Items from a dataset
[Start of Attachment]
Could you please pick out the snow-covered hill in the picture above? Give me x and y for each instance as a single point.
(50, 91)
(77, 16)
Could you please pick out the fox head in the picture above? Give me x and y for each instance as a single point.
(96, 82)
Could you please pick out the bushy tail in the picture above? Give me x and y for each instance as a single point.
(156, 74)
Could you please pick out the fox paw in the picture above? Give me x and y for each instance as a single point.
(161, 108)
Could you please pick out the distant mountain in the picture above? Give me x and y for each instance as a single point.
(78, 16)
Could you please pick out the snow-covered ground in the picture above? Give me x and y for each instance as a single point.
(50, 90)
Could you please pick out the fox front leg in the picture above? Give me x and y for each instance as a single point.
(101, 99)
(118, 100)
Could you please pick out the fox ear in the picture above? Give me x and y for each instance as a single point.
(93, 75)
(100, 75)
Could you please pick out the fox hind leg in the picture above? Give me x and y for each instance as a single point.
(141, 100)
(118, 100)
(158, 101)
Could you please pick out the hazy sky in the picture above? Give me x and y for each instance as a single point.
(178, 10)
[End of Attachment]
§ **WHAT IS EXPECTED**: When you retype the entries above, keep every line identical to the source.

§ **RESULT OF THE TASK**:
Could you please pick out the snow-covered hill in the picture above? Give me x and y for each instance as a single point.
(50, 91)
(77, 16)
Could you please pick out the fox head in the picture above? Give me x and y for each instance as a single point.
(96, 82)
Could you please pick out the bushy tail in the picture above? Give me x and y for each instance as a single point.
(156, 74)
Could you please pick out the fox paw in the picture above? Give me x and y for each instance as a single point.
(161, 108)
Could you please pick out the distant mountain in the picture above? Give me x and y for each instance as a single point.
(78, 16)
Could you please pick out the snow-covered ground in the picture above? Give me x and y for each instance as a single point.
(50, 90)
Could you please pick out the fox front leg in the picture above? Give me x and y for each instance as a single point.
(101, 99)
(118, 100)
Could you please pick out the fox ear in the picture above? Give me x and y for each instance as a single point.
(93, 75)
(100, 75)
Could you please pick out the fox hind leg in the picture above? Give me x and y for each instance as a single point.
(141, 100)
(118, 100)
(158, 101)
Could you please pick out the hazy sky in the picture above? Give me x and y for each instance as a single point.
(178, 10)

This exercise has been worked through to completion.